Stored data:

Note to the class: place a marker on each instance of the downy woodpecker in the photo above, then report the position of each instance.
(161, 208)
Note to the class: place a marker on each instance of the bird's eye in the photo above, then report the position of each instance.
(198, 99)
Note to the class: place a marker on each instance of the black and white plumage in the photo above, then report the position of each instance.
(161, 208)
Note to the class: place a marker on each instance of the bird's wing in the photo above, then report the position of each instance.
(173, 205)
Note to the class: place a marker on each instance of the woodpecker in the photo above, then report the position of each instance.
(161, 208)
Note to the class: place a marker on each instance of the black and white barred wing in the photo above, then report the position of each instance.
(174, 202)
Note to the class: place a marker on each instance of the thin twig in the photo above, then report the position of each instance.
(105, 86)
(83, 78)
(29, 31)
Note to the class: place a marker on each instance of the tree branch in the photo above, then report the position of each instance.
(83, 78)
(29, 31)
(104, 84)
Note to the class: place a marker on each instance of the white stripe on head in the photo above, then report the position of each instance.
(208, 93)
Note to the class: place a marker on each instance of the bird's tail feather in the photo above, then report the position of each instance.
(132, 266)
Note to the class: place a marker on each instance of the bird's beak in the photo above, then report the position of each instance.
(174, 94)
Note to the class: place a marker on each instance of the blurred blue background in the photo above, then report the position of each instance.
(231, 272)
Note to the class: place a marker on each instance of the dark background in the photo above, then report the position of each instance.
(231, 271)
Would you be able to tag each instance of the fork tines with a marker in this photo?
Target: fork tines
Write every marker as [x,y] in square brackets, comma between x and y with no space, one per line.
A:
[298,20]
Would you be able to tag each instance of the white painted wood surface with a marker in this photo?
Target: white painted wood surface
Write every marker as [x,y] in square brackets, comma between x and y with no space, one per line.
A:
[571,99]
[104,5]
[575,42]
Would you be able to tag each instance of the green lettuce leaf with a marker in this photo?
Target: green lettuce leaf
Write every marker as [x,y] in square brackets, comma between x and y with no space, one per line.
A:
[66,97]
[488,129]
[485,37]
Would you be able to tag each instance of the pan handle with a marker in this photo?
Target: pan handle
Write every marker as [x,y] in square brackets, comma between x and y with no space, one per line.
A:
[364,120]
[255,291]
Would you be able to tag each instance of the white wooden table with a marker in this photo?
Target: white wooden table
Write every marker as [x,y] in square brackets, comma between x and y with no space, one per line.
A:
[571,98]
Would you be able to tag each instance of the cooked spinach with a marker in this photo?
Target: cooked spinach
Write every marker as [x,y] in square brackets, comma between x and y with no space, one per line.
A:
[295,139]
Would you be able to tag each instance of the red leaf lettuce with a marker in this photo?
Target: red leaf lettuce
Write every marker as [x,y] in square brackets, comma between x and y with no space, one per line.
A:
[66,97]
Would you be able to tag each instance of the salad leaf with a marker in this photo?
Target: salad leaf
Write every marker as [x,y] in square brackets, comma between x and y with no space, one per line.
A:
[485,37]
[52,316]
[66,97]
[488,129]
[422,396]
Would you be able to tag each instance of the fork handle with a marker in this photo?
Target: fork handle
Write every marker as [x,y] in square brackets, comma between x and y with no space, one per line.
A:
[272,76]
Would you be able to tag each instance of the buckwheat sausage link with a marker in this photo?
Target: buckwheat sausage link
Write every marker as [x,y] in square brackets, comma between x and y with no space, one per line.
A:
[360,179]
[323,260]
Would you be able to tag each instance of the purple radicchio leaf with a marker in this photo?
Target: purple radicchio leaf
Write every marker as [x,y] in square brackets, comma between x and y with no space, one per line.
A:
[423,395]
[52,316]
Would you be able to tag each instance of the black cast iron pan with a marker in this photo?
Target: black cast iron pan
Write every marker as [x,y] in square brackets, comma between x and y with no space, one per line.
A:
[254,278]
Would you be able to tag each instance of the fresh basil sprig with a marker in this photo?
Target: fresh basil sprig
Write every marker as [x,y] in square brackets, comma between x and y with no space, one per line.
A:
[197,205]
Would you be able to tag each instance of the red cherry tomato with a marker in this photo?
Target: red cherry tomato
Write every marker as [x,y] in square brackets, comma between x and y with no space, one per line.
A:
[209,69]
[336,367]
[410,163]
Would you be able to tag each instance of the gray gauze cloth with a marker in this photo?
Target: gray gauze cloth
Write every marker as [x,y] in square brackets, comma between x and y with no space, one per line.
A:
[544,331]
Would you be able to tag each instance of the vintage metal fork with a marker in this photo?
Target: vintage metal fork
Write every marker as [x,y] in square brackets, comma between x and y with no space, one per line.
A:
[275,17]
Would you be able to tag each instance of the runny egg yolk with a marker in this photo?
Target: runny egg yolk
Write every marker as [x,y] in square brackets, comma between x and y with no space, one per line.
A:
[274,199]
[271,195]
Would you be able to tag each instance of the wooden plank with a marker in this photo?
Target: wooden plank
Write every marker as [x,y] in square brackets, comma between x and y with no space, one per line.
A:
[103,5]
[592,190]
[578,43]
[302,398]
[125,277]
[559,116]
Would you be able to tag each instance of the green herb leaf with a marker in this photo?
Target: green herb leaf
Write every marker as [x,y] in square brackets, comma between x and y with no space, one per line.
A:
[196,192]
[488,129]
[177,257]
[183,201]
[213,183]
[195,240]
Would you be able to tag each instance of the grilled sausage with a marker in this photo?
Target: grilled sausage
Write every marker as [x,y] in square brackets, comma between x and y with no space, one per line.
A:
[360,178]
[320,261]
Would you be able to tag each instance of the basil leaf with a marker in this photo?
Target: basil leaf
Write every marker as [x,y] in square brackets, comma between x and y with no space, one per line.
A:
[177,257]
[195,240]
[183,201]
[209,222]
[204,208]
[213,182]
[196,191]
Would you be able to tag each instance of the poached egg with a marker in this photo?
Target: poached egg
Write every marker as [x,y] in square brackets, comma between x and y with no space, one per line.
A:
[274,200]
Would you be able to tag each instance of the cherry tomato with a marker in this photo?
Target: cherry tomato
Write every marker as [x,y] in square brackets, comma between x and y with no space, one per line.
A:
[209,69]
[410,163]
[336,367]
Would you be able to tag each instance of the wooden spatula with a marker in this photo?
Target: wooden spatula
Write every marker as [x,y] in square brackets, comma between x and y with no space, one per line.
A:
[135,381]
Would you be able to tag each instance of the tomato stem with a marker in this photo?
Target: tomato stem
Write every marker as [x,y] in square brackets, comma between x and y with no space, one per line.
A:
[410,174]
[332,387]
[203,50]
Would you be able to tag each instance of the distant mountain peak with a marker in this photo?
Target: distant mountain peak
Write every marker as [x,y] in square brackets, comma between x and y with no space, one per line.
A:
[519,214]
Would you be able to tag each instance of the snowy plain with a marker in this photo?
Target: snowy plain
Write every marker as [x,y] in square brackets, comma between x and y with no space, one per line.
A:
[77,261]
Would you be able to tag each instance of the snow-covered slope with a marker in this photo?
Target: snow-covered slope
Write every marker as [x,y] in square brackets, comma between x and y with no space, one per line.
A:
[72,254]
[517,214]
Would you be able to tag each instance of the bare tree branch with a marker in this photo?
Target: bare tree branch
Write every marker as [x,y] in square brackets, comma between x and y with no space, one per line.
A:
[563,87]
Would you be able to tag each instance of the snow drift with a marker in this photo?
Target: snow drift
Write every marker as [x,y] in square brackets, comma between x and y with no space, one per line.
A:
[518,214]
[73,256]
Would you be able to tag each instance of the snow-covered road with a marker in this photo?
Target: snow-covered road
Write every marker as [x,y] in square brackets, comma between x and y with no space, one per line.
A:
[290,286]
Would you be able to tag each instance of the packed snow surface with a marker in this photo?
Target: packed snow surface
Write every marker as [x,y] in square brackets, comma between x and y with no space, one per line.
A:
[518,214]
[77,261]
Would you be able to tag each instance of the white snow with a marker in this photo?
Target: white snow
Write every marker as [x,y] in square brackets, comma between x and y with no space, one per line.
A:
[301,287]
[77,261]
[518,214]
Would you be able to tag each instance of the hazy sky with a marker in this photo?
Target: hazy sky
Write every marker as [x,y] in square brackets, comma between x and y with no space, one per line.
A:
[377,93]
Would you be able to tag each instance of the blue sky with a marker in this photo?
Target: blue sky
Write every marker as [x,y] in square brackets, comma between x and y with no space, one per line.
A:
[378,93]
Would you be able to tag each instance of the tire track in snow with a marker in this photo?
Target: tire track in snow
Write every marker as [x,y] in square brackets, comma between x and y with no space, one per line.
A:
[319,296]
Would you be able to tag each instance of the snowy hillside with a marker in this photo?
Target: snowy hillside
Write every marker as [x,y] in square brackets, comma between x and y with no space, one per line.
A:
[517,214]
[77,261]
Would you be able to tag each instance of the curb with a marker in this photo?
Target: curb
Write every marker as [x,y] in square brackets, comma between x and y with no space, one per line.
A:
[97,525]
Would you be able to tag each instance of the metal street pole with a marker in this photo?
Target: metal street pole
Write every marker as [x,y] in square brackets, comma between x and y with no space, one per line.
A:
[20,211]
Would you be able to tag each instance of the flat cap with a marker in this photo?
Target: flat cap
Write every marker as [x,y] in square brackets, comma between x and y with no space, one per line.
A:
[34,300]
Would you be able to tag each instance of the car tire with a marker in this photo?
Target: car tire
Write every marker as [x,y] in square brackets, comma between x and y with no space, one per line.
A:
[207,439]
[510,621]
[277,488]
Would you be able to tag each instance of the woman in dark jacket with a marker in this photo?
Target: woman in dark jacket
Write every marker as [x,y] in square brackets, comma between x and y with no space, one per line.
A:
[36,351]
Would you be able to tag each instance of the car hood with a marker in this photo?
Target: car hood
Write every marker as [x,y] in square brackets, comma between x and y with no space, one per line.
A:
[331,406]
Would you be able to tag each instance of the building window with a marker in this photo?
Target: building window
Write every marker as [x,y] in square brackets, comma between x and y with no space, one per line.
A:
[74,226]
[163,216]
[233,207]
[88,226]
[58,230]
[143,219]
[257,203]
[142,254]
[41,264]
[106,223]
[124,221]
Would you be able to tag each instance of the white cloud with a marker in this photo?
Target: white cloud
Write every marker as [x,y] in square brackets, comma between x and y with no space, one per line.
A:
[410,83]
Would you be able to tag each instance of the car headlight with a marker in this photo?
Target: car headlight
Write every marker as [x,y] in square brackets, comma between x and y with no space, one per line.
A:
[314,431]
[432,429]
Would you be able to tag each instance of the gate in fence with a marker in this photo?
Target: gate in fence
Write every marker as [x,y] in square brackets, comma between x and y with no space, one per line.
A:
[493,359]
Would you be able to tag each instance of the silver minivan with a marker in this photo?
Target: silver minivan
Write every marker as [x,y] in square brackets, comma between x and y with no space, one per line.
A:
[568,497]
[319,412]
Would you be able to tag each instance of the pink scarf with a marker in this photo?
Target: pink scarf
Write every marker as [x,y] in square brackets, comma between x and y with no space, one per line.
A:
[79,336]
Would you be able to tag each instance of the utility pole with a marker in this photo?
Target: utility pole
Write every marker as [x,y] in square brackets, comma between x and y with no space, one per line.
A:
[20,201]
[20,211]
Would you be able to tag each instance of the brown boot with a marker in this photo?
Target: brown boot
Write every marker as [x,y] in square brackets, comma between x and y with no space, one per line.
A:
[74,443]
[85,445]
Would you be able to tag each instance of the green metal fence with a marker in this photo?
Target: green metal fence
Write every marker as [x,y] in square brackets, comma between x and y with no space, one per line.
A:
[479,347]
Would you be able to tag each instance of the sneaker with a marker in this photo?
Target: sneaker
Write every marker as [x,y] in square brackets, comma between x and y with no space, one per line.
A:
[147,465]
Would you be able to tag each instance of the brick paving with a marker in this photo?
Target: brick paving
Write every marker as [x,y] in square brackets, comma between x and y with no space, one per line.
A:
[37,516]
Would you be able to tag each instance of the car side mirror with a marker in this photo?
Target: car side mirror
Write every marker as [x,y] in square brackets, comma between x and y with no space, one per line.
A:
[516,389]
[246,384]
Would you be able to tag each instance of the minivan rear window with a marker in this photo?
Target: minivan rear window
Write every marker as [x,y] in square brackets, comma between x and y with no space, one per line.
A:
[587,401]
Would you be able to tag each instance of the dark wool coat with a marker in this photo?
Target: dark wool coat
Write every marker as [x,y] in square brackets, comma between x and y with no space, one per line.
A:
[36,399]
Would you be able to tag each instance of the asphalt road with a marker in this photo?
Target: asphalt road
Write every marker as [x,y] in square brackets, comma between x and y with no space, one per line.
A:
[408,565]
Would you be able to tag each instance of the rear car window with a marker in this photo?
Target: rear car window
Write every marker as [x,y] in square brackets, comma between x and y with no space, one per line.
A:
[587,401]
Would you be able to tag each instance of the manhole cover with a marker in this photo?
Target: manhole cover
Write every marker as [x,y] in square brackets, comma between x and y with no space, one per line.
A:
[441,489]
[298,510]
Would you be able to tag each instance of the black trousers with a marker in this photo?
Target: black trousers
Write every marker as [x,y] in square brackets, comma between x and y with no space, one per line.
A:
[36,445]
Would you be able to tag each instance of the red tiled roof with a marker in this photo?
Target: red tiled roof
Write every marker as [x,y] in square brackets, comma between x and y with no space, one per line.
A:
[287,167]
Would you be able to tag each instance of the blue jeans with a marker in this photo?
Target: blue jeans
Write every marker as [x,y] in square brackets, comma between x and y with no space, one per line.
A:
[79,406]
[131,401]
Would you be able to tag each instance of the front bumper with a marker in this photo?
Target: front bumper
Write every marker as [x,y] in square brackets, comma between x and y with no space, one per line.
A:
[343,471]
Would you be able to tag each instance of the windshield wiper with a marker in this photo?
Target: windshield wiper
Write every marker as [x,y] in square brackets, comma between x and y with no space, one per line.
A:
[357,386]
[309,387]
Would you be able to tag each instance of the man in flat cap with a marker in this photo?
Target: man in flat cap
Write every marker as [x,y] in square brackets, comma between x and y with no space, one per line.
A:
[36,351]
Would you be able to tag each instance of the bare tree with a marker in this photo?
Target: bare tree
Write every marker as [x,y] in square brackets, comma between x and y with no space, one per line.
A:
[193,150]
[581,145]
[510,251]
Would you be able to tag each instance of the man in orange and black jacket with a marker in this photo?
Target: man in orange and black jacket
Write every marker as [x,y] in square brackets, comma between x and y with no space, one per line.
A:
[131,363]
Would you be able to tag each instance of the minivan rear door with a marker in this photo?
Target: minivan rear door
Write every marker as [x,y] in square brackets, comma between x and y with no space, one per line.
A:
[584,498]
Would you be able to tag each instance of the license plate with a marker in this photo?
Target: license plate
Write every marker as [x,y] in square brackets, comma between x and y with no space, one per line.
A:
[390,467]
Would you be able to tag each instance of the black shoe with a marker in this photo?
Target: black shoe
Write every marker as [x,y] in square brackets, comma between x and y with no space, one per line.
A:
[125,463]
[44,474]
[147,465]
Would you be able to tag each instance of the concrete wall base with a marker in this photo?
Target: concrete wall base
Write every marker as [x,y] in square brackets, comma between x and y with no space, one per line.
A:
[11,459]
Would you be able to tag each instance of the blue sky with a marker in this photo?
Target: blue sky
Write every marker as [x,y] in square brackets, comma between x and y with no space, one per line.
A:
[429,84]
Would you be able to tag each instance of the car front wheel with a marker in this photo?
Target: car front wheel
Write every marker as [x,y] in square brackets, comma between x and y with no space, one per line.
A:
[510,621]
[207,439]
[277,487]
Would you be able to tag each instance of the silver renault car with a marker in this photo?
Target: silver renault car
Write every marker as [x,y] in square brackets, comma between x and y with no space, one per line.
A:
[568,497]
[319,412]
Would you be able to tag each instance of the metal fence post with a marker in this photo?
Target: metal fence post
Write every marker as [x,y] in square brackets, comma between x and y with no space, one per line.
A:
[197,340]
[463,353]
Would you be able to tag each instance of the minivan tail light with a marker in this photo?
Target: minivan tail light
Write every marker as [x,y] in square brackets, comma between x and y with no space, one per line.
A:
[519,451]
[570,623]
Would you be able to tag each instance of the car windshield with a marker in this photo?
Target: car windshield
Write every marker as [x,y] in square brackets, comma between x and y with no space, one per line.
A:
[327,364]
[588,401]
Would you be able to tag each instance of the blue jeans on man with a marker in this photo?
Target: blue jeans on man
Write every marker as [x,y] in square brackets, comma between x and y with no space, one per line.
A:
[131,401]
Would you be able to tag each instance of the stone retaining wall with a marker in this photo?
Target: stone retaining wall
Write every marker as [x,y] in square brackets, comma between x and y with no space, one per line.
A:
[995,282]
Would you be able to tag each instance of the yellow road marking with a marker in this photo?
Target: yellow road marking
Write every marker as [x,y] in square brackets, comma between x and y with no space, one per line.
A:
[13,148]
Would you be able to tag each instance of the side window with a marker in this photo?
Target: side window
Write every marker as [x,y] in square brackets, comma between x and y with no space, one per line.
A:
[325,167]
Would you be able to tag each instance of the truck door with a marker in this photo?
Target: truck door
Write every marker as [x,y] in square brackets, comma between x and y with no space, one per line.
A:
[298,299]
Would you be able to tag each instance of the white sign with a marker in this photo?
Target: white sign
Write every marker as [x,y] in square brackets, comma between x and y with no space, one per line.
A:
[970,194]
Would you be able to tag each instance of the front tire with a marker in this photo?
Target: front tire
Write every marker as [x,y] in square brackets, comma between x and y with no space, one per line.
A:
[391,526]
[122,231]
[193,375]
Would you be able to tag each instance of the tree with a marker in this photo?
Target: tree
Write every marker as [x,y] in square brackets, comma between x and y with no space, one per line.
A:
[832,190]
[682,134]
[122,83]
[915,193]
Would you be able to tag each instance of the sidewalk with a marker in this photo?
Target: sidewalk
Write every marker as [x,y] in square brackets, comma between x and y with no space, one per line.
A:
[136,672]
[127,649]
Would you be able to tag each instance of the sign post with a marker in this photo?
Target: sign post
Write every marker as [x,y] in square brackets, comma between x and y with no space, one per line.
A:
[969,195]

**DO THIS**
Copy out, without any change, the portion of the records that starts at the line containing "side window with a marker in this photo?" and continues to the end of the records.

**TASK ANSWER**
Would you be able to tag each instance of the side window with a marker in this photo?
Target: side window
Write every marker as [x,y] in square brackets, comma between x and y with no space, one per line.
A:
[325,167]
Would you be able to tag each instance of the truck door with a marker in this photo?
Target: truck door
Write every marker as [x,y] in square brackets, comma between x and y with no space, one per line.
A:
[298,299]
Would you be able to tag each instance of the white sign with a marker in this photo?
Target: white sign
Write every marker as [x,y] in square brackets, comma between x and y with no space, one per line.
A:
[970,194]
Would you be able to tag each instance of the front tire with a marker in this photo?
Target: front tire
Write every marker as [x,y] in square brackets, comma between x and y with no space, one per line.
A:
[391,526]
[122,231]
[193,375]
Would you be able to tag each instance of the tree with a marker in this photo?
Target: tree
Write every marker as [x,y] in square brackets, comma between x and y with no space, one per line.
A:
[832,190]
[682,134]
[122,83]
[915,193]
Would you be able to tag each instance of the sidewalk with a marker in this photo?
Target: sidewalk
Write every marker as [x,y] in square brackets, comma between x and y with no space, one per line.
A:
[136,672]
[127,649]
Would you be able to tag each instance of the sign post with a marker in this photo?
Target: sign post
Write every marker as [x,y] in square brackets, comma between x and y with no space, one per line.
A:
[969,195]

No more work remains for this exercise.